TASK DETAILS:
Find every line of the data below that contains the string "sleeve", and copy each of those lines. Matching is case-sensitive.

* * *

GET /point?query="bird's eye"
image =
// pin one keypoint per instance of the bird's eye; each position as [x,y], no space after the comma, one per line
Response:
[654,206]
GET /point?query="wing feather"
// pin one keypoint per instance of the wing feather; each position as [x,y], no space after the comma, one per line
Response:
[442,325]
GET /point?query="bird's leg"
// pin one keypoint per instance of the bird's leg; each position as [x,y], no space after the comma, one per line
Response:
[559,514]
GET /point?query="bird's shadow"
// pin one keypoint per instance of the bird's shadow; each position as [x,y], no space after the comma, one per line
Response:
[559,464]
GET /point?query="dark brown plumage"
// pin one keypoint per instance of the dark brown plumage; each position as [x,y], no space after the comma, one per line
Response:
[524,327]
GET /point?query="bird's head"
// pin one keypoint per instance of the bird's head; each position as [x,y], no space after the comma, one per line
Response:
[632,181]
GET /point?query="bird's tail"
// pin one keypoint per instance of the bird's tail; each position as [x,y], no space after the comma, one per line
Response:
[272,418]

* * *

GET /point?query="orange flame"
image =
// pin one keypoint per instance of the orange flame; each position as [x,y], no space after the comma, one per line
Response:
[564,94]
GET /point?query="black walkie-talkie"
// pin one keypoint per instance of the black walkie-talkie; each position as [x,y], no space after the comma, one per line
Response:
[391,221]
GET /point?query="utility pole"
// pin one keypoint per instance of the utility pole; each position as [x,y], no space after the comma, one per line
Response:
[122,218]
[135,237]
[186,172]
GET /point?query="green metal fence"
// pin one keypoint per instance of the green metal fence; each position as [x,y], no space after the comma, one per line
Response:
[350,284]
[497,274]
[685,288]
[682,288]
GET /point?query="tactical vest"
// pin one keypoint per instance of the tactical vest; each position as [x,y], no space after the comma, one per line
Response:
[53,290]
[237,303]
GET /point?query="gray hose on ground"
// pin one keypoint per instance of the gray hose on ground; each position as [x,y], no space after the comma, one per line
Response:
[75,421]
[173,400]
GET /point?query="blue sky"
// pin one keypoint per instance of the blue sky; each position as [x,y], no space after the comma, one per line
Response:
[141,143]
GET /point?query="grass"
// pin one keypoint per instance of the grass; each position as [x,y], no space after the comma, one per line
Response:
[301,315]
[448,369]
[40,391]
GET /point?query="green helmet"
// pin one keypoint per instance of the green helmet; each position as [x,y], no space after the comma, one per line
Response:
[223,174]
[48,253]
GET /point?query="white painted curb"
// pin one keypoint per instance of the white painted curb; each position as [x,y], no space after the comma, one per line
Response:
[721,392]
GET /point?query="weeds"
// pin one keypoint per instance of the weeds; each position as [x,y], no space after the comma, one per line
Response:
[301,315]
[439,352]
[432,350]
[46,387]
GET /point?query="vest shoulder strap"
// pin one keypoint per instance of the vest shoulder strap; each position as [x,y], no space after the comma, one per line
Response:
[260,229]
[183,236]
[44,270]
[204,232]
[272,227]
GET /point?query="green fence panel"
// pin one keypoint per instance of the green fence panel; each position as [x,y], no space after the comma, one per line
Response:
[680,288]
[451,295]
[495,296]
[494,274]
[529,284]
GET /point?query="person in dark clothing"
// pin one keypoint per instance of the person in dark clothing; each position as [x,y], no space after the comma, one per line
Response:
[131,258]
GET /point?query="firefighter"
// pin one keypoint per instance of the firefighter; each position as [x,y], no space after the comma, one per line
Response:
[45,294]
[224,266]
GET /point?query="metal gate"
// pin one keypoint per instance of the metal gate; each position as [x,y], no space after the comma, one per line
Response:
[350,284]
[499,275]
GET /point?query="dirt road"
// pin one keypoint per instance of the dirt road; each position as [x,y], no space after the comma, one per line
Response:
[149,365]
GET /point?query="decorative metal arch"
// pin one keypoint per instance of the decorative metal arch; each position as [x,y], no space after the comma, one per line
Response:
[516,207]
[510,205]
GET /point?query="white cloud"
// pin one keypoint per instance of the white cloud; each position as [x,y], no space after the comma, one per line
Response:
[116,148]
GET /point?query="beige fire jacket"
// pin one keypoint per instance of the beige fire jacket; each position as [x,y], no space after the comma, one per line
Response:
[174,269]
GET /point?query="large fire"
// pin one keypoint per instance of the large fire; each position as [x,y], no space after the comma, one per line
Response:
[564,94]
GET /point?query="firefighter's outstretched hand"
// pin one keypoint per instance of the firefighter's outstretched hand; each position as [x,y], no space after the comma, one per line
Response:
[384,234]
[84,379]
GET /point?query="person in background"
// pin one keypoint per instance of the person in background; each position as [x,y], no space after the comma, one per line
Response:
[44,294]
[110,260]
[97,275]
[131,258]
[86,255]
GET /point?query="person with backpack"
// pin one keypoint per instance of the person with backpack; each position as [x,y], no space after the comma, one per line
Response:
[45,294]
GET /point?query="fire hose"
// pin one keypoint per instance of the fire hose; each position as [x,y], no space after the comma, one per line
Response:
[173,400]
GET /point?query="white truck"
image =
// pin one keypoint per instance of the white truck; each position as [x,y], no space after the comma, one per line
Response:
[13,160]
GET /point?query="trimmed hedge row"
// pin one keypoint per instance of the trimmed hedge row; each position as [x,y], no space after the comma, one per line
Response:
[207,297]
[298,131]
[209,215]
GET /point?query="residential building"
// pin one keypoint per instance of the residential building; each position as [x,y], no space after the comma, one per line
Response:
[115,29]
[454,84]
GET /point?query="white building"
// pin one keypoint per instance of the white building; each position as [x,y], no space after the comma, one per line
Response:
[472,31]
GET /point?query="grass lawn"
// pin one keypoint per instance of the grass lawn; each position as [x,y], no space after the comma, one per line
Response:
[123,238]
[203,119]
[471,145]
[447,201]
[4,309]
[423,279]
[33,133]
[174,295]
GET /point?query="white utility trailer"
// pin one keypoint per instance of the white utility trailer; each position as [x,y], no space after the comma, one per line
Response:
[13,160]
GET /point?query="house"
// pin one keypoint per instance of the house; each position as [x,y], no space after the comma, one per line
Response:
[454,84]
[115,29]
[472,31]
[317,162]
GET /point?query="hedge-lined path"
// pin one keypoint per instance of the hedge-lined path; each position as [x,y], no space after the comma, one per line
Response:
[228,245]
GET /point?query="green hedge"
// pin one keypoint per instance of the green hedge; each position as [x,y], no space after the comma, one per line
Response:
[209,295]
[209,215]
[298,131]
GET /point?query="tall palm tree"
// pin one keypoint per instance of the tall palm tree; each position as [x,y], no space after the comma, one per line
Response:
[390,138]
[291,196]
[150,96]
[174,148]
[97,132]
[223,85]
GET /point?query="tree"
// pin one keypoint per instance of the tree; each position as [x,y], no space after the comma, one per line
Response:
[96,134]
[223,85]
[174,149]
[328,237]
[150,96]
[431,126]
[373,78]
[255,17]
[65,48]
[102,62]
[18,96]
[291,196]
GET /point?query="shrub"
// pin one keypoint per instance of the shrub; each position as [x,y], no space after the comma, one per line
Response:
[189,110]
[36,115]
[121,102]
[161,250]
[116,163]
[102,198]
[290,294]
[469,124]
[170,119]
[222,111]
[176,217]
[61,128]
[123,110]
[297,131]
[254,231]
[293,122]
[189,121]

* * *

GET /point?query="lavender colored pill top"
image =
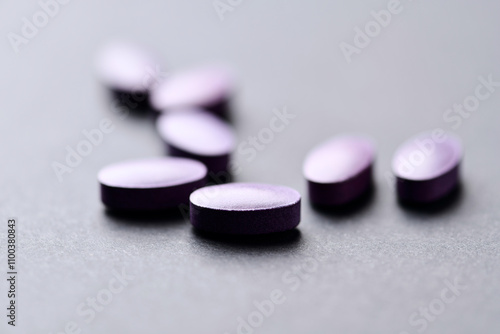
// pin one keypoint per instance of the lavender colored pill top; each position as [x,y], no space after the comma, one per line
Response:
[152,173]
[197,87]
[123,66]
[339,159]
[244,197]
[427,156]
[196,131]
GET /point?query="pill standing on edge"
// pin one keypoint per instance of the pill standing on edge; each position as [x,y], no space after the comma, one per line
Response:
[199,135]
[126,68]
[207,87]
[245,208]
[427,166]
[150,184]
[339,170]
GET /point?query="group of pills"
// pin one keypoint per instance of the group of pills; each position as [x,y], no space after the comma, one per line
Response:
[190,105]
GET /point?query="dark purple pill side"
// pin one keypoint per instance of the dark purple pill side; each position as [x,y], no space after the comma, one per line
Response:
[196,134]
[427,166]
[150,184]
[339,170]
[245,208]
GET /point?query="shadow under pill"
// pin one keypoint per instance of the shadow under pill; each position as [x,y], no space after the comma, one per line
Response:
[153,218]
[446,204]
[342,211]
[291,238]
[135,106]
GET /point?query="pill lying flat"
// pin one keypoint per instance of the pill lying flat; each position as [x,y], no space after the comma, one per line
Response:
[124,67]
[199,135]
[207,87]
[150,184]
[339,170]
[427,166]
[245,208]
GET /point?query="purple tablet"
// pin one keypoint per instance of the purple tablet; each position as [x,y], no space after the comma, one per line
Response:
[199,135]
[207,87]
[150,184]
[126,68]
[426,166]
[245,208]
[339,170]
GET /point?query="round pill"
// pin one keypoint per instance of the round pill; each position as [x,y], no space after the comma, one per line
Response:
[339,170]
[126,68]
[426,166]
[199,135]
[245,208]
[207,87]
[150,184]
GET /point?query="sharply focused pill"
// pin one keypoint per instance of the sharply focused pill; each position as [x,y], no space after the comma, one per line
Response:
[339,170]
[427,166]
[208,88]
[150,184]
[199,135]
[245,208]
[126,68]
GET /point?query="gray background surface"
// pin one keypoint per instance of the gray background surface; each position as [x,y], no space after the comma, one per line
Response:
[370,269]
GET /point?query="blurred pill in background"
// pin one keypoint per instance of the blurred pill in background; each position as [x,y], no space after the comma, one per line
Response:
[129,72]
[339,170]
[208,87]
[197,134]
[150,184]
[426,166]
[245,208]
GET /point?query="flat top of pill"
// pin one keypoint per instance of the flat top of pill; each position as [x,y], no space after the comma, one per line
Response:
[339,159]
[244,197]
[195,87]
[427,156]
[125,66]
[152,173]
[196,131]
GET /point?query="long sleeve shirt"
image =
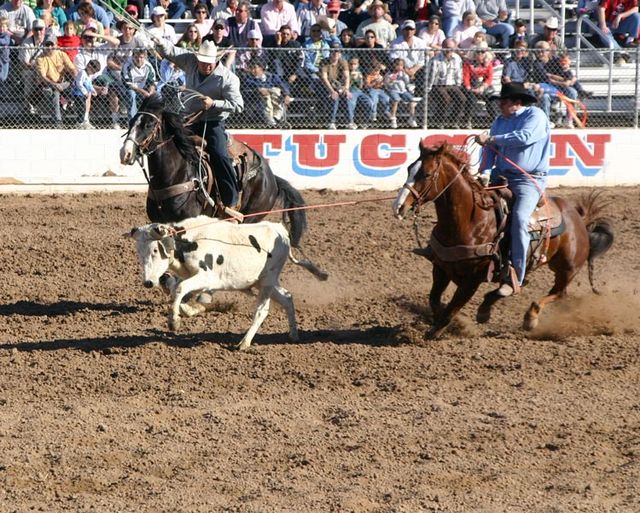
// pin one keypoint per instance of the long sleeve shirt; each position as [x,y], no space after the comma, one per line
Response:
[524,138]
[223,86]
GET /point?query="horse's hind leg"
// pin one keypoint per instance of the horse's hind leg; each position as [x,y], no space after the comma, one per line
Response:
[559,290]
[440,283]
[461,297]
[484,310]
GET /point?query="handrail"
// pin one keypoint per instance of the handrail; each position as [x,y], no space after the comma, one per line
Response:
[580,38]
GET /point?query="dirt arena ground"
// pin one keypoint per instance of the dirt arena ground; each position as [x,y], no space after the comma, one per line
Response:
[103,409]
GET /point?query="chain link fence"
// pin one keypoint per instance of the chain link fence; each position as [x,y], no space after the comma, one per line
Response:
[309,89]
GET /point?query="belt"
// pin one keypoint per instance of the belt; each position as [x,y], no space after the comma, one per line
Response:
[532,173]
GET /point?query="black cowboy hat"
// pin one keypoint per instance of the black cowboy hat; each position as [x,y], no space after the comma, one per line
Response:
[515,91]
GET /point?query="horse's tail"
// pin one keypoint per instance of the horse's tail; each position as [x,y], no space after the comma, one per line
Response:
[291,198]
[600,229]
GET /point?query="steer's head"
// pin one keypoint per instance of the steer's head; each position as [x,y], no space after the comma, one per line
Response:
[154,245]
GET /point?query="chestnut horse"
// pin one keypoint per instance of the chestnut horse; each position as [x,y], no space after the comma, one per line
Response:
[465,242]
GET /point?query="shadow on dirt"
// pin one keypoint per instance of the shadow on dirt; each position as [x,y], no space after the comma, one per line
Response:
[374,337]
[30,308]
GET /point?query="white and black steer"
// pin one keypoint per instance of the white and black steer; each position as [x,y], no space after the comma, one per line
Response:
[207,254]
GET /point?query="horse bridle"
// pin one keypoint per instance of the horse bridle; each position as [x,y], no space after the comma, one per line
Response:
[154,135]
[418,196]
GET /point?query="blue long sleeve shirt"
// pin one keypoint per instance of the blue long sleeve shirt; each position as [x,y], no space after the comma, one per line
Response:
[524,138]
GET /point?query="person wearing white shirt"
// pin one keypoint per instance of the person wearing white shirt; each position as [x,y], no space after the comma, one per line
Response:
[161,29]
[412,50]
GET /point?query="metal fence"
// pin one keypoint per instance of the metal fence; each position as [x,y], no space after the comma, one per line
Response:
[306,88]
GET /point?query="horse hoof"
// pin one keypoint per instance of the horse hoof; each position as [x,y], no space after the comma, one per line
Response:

* * *

ANSWER TO THE EXERCISE:
GET /point?query="long sleeve shirt"
// pin one keypoint per instance of the long sleeve shirt; each position as [x,y], no space after the comma, one per line
GET /point?query="blue long sleeve shirt"
// pin one keypoint per instance of the blue long sleeve shirt; each position as [x,y], no space after the comma, one per line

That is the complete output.